Task directions: Which lines in the rows below contain the string "turquoise"? Return each of them in full, and treat uppercase and lowercase as different.

Given data:
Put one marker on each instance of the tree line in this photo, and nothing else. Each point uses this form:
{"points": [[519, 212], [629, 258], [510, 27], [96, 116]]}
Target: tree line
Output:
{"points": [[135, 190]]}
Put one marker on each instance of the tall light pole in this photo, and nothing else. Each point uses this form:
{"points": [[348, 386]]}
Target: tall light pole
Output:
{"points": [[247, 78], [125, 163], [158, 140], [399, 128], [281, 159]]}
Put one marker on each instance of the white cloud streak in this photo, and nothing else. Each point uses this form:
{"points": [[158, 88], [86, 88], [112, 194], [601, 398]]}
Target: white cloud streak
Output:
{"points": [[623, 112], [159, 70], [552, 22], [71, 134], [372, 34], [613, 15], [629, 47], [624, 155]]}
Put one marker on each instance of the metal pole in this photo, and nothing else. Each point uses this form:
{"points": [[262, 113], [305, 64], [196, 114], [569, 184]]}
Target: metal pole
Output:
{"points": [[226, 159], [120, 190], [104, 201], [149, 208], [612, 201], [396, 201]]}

---

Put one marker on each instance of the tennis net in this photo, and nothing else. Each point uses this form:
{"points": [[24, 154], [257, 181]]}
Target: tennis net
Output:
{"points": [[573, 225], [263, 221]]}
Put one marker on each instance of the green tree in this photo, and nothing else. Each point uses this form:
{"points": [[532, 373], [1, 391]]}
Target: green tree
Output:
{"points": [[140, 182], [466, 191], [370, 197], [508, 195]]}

==

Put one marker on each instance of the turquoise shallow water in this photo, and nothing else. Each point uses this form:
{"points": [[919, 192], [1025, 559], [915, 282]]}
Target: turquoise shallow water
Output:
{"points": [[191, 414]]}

Full answer:
Put one marker on each instance of the turquoise shallow water in this photo, and nothing else. Each point uses this form:
Target: turquoise shallow water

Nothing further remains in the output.